SHORT PROBLEM => What follows is a set of records; repeat all of them exactly.

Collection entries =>
★ ★ ★ ★

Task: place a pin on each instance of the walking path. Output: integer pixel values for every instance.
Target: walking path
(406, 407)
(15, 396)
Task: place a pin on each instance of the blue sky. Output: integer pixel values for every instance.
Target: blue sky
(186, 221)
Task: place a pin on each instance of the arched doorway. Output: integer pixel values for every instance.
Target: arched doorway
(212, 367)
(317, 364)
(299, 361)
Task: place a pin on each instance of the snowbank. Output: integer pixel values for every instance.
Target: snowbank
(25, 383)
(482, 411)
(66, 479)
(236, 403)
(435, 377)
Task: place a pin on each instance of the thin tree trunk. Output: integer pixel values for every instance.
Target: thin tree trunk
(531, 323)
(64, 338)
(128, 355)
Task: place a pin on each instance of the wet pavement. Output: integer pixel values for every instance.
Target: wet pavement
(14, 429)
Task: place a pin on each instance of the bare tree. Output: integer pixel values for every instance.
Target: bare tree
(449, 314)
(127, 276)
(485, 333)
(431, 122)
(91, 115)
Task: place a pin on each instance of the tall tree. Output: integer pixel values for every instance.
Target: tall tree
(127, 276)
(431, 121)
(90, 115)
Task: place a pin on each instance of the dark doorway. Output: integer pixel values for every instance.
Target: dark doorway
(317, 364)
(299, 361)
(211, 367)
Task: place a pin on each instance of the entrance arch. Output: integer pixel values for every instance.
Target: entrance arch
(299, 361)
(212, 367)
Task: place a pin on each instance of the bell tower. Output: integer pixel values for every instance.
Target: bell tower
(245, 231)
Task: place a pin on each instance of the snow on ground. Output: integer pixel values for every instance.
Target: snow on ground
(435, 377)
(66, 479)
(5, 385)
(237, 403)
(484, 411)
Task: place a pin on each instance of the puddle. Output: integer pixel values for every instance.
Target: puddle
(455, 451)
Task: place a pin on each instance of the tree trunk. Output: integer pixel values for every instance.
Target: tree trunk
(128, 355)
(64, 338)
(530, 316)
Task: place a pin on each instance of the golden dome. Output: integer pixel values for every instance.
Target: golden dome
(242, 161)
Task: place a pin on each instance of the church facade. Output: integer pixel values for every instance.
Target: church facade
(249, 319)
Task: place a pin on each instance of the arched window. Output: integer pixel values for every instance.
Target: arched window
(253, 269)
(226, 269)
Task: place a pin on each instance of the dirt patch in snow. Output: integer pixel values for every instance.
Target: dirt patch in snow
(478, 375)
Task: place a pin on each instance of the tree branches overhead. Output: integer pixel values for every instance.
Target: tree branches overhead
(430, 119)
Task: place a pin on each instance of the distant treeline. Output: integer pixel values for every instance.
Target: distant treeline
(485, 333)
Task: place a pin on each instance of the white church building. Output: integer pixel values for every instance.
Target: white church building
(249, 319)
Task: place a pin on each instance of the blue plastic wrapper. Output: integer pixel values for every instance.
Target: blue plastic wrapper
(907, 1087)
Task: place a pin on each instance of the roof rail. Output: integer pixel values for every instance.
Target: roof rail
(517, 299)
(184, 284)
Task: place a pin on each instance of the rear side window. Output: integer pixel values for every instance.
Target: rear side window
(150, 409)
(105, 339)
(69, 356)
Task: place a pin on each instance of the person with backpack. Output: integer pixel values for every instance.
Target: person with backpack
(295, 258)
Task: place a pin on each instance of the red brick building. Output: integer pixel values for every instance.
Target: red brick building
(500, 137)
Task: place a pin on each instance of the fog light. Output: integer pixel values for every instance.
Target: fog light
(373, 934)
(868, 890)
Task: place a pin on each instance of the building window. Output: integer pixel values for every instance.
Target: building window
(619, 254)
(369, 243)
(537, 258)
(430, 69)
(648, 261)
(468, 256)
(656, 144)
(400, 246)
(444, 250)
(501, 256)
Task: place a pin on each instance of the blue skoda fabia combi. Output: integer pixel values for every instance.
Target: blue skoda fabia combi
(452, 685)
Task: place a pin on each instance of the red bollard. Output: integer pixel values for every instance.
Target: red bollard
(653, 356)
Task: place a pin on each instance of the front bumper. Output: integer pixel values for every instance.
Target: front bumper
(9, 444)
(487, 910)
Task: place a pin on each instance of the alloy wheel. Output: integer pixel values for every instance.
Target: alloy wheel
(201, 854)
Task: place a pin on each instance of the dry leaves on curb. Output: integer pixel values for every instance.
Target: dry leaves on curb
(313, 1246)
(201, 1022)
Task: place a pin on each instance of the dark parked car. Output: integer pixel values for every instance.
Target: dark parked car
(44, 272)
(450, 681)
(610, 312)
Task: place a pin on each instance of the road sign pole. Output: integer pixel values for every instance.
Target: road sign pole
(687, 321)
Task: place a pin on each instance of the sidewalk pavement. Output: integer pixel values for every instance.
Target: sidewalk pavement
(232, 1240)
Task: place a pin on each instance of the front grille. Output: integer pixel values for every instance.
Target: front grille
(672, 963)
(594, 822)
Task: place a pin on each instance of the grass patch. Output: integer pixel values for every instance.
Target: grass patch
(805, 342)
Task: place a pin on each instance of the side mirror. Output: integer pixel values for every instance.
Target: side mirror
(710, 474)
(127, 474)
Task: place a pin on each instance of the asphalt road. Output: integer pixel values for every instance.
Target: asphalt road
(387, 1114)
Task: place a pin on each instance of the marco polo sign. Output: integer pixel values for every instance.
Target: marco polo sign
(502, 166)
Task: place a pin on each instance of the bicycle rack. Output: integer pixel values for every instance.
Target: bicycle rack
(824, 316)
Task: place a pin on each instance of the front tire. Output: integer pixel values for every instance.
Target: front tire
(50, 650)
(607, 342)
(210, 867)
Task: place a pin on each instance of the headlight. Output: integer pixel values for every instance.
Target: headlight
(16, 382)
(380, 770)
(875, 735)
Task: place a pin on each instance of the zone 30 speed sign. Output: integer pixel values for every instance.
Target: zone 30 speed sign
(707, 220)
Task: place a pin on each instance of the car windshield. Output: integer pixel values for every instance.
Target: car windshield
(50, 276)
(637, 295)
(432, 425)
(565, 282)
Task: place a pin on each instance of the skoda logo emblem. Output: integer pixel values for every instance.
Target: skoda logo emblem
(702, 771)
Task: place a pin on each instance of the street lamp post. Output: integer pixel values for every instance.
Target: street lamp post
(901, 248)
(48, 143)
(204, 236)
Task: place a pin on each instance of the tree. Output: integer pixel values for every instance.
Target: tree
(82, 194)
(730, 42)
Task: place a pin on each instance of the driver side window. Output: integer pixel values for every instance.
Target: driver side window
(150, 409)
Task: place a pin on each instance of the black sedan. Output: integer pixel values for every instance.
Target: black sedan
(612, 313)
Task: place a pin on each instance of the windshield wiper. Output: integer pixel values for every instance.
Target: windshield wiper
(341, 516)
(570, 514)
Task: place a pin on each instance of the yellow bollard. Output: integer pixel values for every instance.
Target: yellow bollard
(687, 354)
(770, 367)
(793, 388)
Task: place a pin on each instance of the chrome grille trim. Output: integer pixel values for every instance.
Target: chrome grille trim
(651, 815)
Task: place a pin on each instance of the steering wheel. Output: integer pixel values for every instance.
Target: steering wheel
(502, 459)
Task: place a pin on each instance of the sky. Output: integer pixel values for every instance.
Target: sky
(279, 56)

★ ★ ★ ★

TASK SOLUTION =>
Task: place a pin on each instance of the walking path. Output: integer pixel values for every instance.
Target: walking path
(406, 407)
(15, 396)
Task: place a pin on each instance of the blue sky. Output: integer pixel values for every instance.
Target: blue sky
(186, 221)
Task: place a pin on each instance of the arched doorway. Output: integer pixel values for every instance.
Target: arched doorway
(212, 367)
(317, 364)
(299, 361)
Task: place a pin on each instance of the snowbank. Output: integer pixel values for every instance.
Target: snowbank
(25, 383)
(482, 411)
(66, 479)
(236, 403)
(435, 377)
Task: place a pin on each instance of the thin tree trunk. Output: integer pixel values for every instance.
Target: thin tree trunk
(531, 323)
(64, 338)
(128, 355)
Task: place a pin on each instance of the wet pavement. Output: integer pixel values for every instance.
Target: wet pavement
(14, 429)
Task: place a pin on each instance of the bare tree. Output: integer pixel values for every instance.
Target: bare tree
(449, 314)
(127, 276)
(485, 333)
(431, 122)
(91, 115)
Task: place a pin on each instance of the tall tree. Output: integer pixel values for every instance.
Target: tall tree
(127, 276)
(431, 121)
(90, 115)
Task: place a pin on each instance of the dark doorway. Output: integer pixel values for every instance.
Target: dark doorway
(317, 364)
(299, 361)
(211, 367)
Task: place a pin on each instance of the entrance arch. Output: integer pixel values for every instance.
Target: entrance arch
(299, 361)
(212, 367)
Task: place a pin on each instance of the bell tower. Output: integer pixel values for every instance.
Target: bell tower
(245, 231)
Task: place a pin on each instance of the snow on ground. Output: integer pixel values for every instance.
Target: snow on ground
(435, 377)
(66, 479)
(5, 385)
(237, 403)
(484, 411)
Task: place a pin on each instance of the puddle. Output: integer pixel values for every instance.
Target: puddle
(455, 451)
Task: place a pin on each instance of the tree trunk. Output: integer pixel values for every instance.
Target: tree trunk
(128, 355)
(64, 338)
(530, 316)
Task: place a pin on each instance of the golden dome. Output: integer pixel values for every instance.
Target: golden dome
(242, 161)
Task: place a pin on each instance of the church facade. Output: integer pixel values for every instance.
Target: church facade
(249, 319)
Task: place a pin on each instance of the arched window. Output: integer pixel values for every instance.
Target: arched window
(253, 269)
(226, 269)
Task: place a pin on each instance of the dirt patch in snow. Output: integer pixel values for every instance.
Target: dirt patch in snow
(478, 375)
Task: place a pin on each instance of the tree branches overhead. Output: integer pixel values for every instance.
Target: tree branches overhead
(430, 119)
Task: place a pin on each instance of the distant treeline. Output: integer pixel values for every instance.
Target: distant treeline
(485, 333)
Task: place a pin on each instance of the white church building. Output: integer pixel values for every instance.
Target: white church building
(249, 319)
Task: place a pin on each instance of the blue plastic wrapper. Output: integer pixel values for every instance.
Target: blue plastic wrapper
(907, 1087)
Task: place a pin on each instance of the roof rail. Output: integer pixel values for every instance.
Target: roof rail
(517, 299)
(184, 284)
Task: place a pin on each instance of the rear side window. Output: integer pixel values for every instance.
Target: rear side window
(150, 409)
(105, 339)
(69, 356)
Task: place a pin on each instance of the person with backpack. Output: integer pixel values for every instance.
Target: person with backpack
(295, 258)
Task: place a pin on each instance of the red brick building. Output: integer pixel values for every instance.
Target: red brick building
(500, 137)
Task: place a pin on each instance of the fog light. Output: integer pixel values for every instance.
Target: fog light
(373, 934)
(868, 890)
Task: place a pin on each instance of the building window. Output: integer pixel values for every instance.
Target: building window
(619, 254)
(369, 243)
(537, 258)
(430, 69)
(648, 261)
(468, 256)
(656, 144)
(400, 246)
(444, 250)
(501, 256)
Task: place a pin on each instance of the blue skoda fabia combi. Output: integer pixel values for every instance.
Target: blue skoda fabia combi
(452, 685)
Task: place a pin on each instance of the red bollard. Output: integer pixel values for every instance.
Target: red bollard
(653, 356)
Task: place a pin on each instance of the front bumper. Output: integer pixel values for every instance.
Target: front bumper
(9, 444)
(487, 910)
Task: place a pin on each instance of the alloy wheel. Output: integer pixel values for every instance.
Target: alloy wheel
(201, 854)
Task: place a pin on each instance of the dry leaves on curb. Output: integer pixel values for every instance.
Target: dry leaves on curb
(313, 1246)
(201, 1022)
Task: place a pin on each instance of the dark parked car. Output: integer pixel values for every instance.
Target: dark parked car
(44, 272)
(450, 681)
(610, 312)
Task: place a pin on each instance of the road sign pole. Output: integer pixel values for every instance.
Target: road sign pole
(687, 321)
Task: place a pin on each instance of the sidewalk pavement. Output: integer pixel values for every instance.
Target: sidewalk pavement
(232, 1240)
Task: place a pin on each instance of the front grille. Output: integer pixel values for every instance.
Target: front grille
(672, 963)
(594, 822)
Task: place a pin on each instance of the grass patch. Output: integer pixel values for every instance.
Target: grass patch
(805, 342)
Task: place a pin on each instance of the side mirror. Output: integer pixel values for every instance.
Target: side mirror
(710, 474)
(127, 474)
Task: place a pin on each instance of the asphalt road. Output: integer pixel values for every instance.
Target: asphalt road
(387, 1114)
Task: place a pin on each instance of the marco polo sign. Output: integer pixel values for every instance.
Target: marco polo sign
(502, 166)
Task: place a pin on each instance of the bicycle rack. Output: integer pixel values for every instance.
Target: bicycle rack
(824, 316)
Task: place a pin on each instance of the front tire. Output: integer pixel values for every instance.
Target: front tire
(50, 650)
(607, 342)
(210, 867)
Task: place a pin on each instance of the headlight. Output: integer pixel values for every instance.
Target: headlight
(16, 382)
(380, 770)
(875, 735)
Task: place a pin on each instance of the zone 30 speed sign. Output: integer pixel values for every instance.
Target: zone 30 speed sign
(707, 220)
Task: place a pin on each instance of the car windshield. Output: integer pixel values for every instance.
Target: car windshield
(50, 276)
(637, 295)
(432, 425)
(565, 282)
Task: place a pin on each instance of the skoda logo emblem. Output: integer pixel values for every instance.
Target: skoda logo emblem
(702, 771)
Task: place a pin on each instance of the street lamp post. Output: integer pixel values for every instance.
Target: street lamp post
(901, 248)
(48, 143)
(204, 236)
Task: place a pin on each instance of the tree. Output: integer pixel values for every instance.
Target: tree
(82, 194)
(730, 42)
Task: place a pin on each instance of the driver side window. Output: integer pixel values for every instance.
Target: driver side window
(150, 409)
Task: place a pin on each instance of the black sedan. Output: integer pixel values for every instance.
Target: black sedan
(612, 313)
Task: place a pin on each instance of the windshield wiper. Output: integer pixel values for every instance.
Target: windshield wiper
(341, 516)
(570, 514)
Task: place a pin on each instance of the yellow bollard. Output: integer pixel values for every instance.
Target: yellow bollard
(687, 354)
(770, 367)
(793, 388)
Task: place a pin on each instance of the chrome grille trim. Output: integer pixel values for every instance.
Target: chrome grille trim
(651, 815)
Task: place a pin on each instance of the steering wheel. Output: integer pixel values for every instance.
Target: steering wheel
(502, 459)
Task: place a pin on each instance of the sky. Output: integer pixel values for every instance.
Target: sky
(279, 56)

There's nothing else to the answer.